*Tasks to carry out*:
1. In the book review post, copy the passage from "In this post, I’m" to "quote from each." word for word.
2. Answer these questions using the book review post:
(a) Who is named as the author of Atomic Habits?
(b) What are the four laws of behavior change listed among the takeaways?
(c) In what year and at what university was the speech behind Make Your Bed given?
3. Continue the book review post from the point where it ends.

===== Document excerpt

In this post, I’m reviewing all the books I have read in the year. Hopefully you’ll enjoy these quick reviews, plus I’ve also added a favorite quote from each.

In no particular order- let’s go!

Atomic Habits

Atomic Habits by far is the best book I’ve read in this year (hardcover). Author, James Clear, makes the argument that it’s the systems, not goals, that we should focus. Here’s his explanation “In professional sport both winning and losing teams usually share the same goal (to win!), however it is mostly about the system (routine) that each team follow, that makes the difference between winning and losing”. Here are my key takeaways

  • The concept of improving by 1% every day
  • Four laws of behavior change – make it obvious, make it attractive, make it easy, and make it satisfying
  • There are 3 layers of changing habits – changing outcomes, changing process, changing identity

As for me, I’m a huge believer in philosophy of “making tiny changes, for big results” and James Clear’s ideas made a lot of sense to me. I would 100% recommend this book to almost anyone, who wants to change their life without feeling overwhelmed.

“If you can get 1% better each day for one year, you’ll end up 37 times better by the time you’re done.”

Make Your Bed

Make Your Bed is a book based on General McRaven’s commencement speech in 2014 at University of Texas. While the the rules shared in the book are simple, short, clear, and straight forward, what’s captivating are the stories Admiral shares, including the anecdotes from his Navy Seal training that left me in awe. He narrates some key lessons from his life, learned the “hard-way” during seal trainings that almost anyone can apply to face challenges in their life. Also, if you haven’t seen the YouTube video of the speech, you can watch and listen it here. Overall, great stories on military training, coupled with excellent life lessons.

==========
===== Source data

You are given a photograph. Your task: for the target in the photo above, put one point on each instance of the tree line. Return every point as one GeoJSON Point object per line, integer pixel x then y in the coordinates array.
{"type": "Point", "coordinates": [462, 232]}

==========

*Results in order*:
1.
In this post, I’m reviewing all the books I have read in the year. Hopefully you’ll enjoy these quick reviews, plus I’ve also added a favorite quote from each.

2.
(a) James Clear
(b) Make it obvious, make it attractive, make it easy, and make it satisfying
(c) 2014, at the University of Texas

3.
“Start each day with a task completed. Make your bed.”

Tribal Leadership

Tribal Leadership explains the various ways people function within an organization and teaches you how to lead change and improve your company’s culture. This book has an interesting take on social interactions and relationships. The premise is simple, there are 5 stages in which people exist, as follow:

1. Life sucks
2. My life sucks
3. I’m great
4. We’re great
5. Life is great

Overall, it’s great read on leadership. It’s crazy how accurately the 5 stages given in the book, reflect a lot about the companies I have worked. The author also shares practical tips that one can use to create successful teams and when the time comes you’ll know exactly how to motivate them. A must read.

“You don’t have to be in charge or powerful or pretty or most-connected to be a leader. All you need is to be COMMITTED.”

The Phoenix Project

Some people are lucky to find books that change their life. While I’m yet to find my life-changing novel, I do come across books that make me think, question my beliefs and push me to learn. The Project Phoenix is one such book for me.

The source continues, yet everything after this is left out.